Problem details
Print word for word every line of the records from the line containing "target | shadow on sand" through the final line of the records, including both ends. Leave the pictures out.

Supplied information
%%
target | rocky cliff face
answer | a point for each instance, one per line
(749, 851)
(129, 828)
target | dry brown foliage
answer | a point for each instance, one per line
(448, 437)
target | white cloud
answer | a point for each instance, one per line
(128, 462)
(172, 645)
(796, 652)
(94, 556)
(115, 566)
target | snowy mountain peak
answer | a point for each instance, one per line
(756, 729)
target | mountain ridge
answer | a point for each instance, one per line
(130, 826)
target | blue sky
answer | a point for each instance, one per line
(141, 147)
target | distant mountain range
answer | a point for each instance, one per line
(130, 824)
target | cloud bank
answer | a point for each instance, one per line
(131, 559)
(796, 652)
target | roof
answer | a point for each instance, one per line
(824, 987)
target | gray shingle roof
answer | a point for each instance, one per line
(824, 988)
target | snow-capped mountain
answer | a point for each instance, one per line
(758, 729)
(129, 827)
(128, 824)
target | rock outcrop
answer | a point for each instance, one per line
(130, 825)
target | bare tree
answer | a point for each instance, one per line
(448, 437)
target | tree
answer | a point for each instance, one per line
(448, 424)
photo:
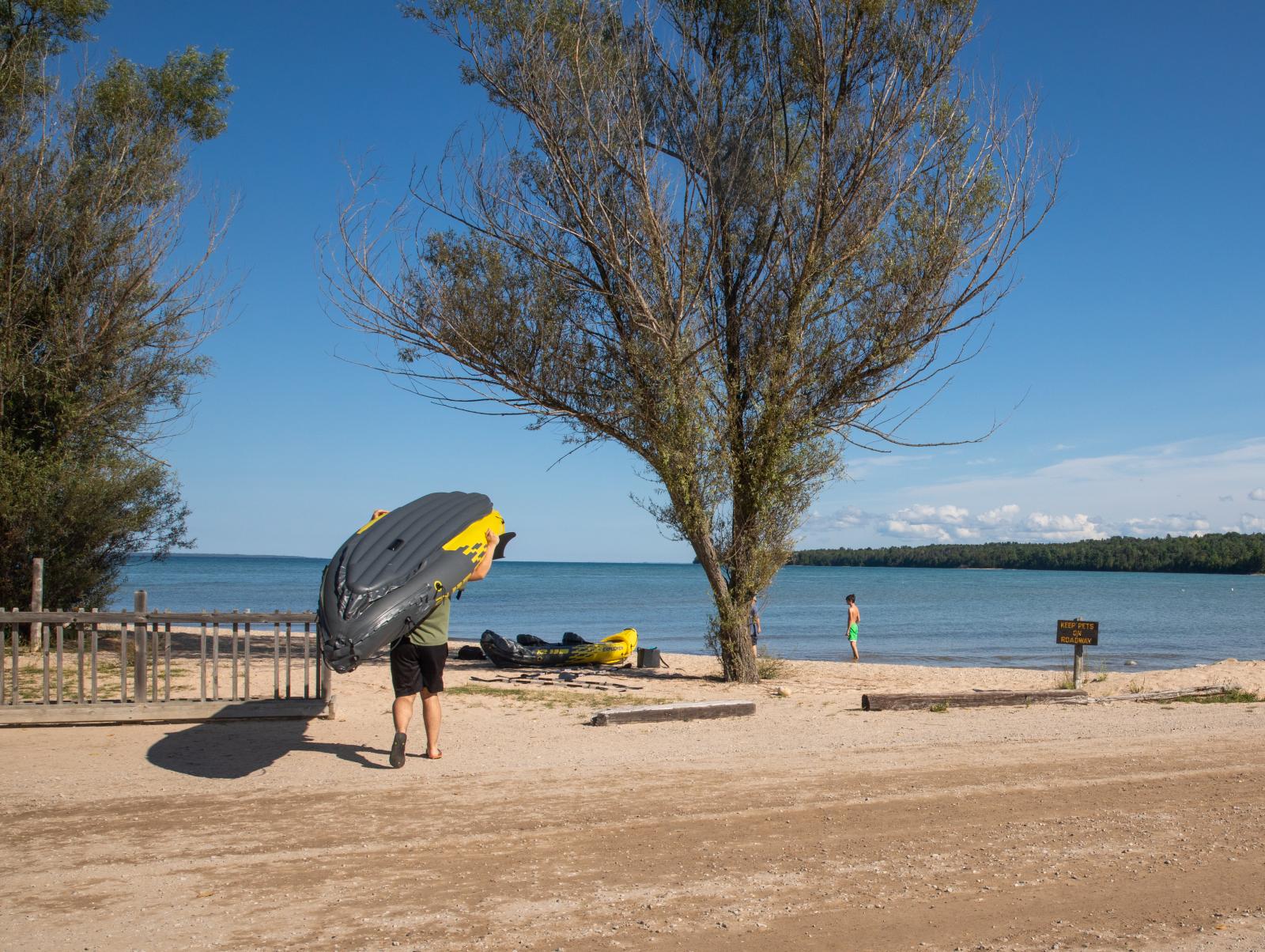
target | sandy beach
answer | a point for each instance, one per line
(813, 825)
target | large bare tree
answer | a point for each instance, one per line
(721, 234)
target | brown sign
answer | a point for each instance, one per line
(1077, 633)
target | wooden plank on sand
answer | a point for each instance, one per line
(967, 699)
(689, 710)
(114, 713)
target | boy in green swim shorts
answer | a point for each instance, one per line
(854, 617)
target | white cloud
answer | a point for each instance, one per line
(1003, 516)
(1191, 524)
(1063, 528)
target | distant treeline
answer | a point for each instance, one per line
(1231, 553)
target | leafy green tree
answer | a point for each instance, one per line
(101, 311)
(719, 233)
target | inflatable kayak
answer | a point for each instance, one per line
(385, 580)
(529, 651)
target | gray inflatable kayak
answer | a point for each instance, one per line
(385, 580)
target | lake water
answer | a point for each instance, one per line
(908, 615)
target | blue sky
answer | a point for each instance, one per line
(1127, 365)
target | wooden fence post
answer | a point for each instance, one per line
(1078, 665)
(139, 604)
(37, 600)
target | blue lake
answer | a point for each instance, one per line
(908, 615)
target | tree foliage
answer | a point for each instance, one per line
(1231, 553)
(99, 322)
(721, 234)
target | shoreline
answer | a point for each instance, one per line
(807, 825)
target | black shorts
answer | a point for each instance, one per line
(417, 666)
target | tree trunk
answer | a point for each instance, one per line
(737, 653)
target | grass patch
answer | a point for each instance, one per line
(771, 667)
(1233, 695)
(552, 697)
(1064, 682)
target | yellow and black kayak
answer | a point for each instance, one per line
(529, 651)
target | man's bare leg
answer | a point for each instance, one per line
(402, 713)
(432, 716)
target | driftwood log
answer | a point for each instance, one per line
(968, 699)
(651, 713)
(1206, 691)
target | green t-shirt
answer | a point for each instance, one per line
(434, 629)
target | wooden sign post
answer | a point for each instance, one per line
(1078, 633)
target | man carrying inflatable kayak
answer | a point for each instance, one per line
(417, 667)
(392, 583)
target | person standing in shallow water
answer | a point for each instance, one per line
(854, 618)
(417, 667)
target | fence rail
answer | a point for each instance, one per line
(134, 657)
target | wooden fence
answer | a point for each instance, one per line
(118, 666)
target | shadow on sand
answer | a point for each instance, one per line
(231, 750)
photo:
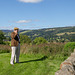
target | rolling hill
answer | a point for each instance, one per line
(47, 33)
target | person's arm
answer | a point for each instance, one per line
(13, 35)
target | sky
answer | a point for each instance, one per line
(36, 14)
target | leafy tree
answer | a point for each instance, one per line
(1, 37)
(25, 39)
(39, 40)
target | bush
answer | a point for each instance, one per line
(25, 39)
(1, 37)
(69, 46)
(39, 40)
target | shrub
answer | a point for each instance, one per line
(69, 46)
(25, 39)
(39, 40)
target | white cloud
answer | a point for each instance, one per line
(23, 21)
(30, 1)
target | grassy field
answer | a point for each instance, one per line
(30, 64)
(43, 59)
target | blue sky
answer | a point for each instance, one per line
(36, 14)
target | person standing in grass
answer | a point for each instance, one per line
(15, 46)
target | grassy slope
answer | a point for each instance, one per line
(30, 65)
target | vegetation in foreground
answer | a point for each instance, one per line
(43, 59)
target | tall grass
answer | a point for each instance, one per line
(4, 48)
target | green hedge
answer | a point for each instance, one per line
(69, 46)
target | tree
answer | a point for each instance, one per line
(39, 40)
(1, 37)
(25, 39)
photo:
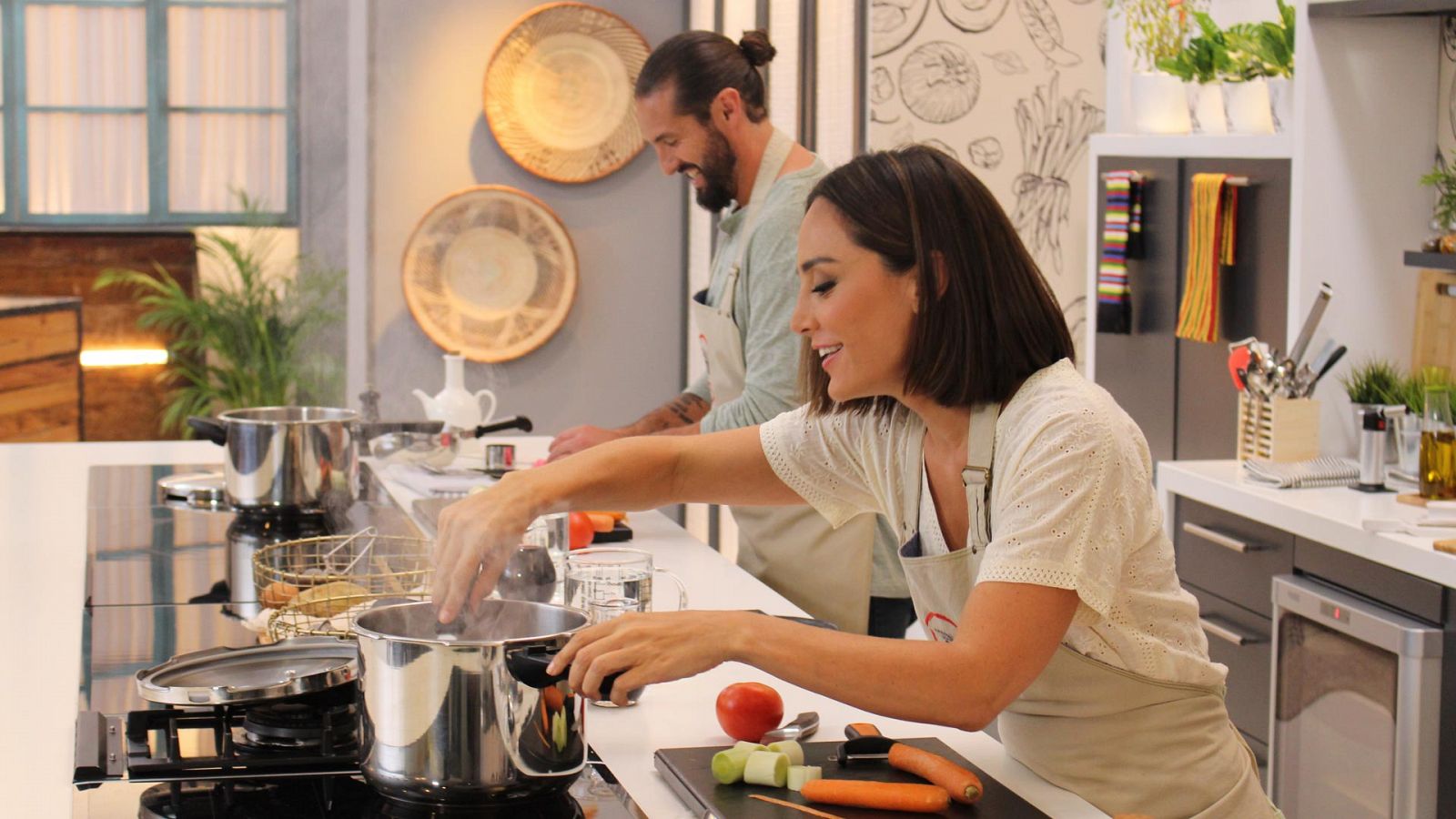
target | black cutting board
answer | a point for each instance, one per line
%%
Correct output
target | shadow on sand
answer | a point for each instance, one per line
(231, 750)
photo:
target | rolling hill
answer | a point for each instance, one per line
(47, 33)
target | person's arm
answer | a point for each instance, one per line
(13, 35)
target | sky
answer | a point for each instance, one per line
(36, 14)
target | leafy tree
answer | a point for each instance, one per line
(1, 37)
(25, 39)
(39, 40)
target | bush
answer | a point for each instance, one per line
(25, 39)
(1, 37)
(69, 46)
(39, 40)
target | shrub
answer | a point for each instance, one per line
(69, 46)
(25, 39)
(39, 40)
target | white cloud
answer | a point for each instance, one per line
(23, 21)
(30, 1)
target | grassy field
answer | a point for each instance, one per line
(30, 64)
(43, 59)
target | blue sky
answer | a point for each instance, one per line
(36, 14)
target | person standing in grass
answer | a point for each instance, one per line
(15, 46)
target | grassy slope
answer | a point for each instance, one per line
(30, 65)
target | vegetation in foreground
answer | a point for each instance, one per line
(43, 59)
target | tall grass
answer | a point for each instance, one per line
(4, 48)
target | green hedge
answer | a point for each instance, one per line
(69, 46)
target | tree
answer | a point for each instance, one per line
(39, 40)
(1, 37)
(25, 39)
photo:
target | black cutting board
answer | a point for each instance, one per line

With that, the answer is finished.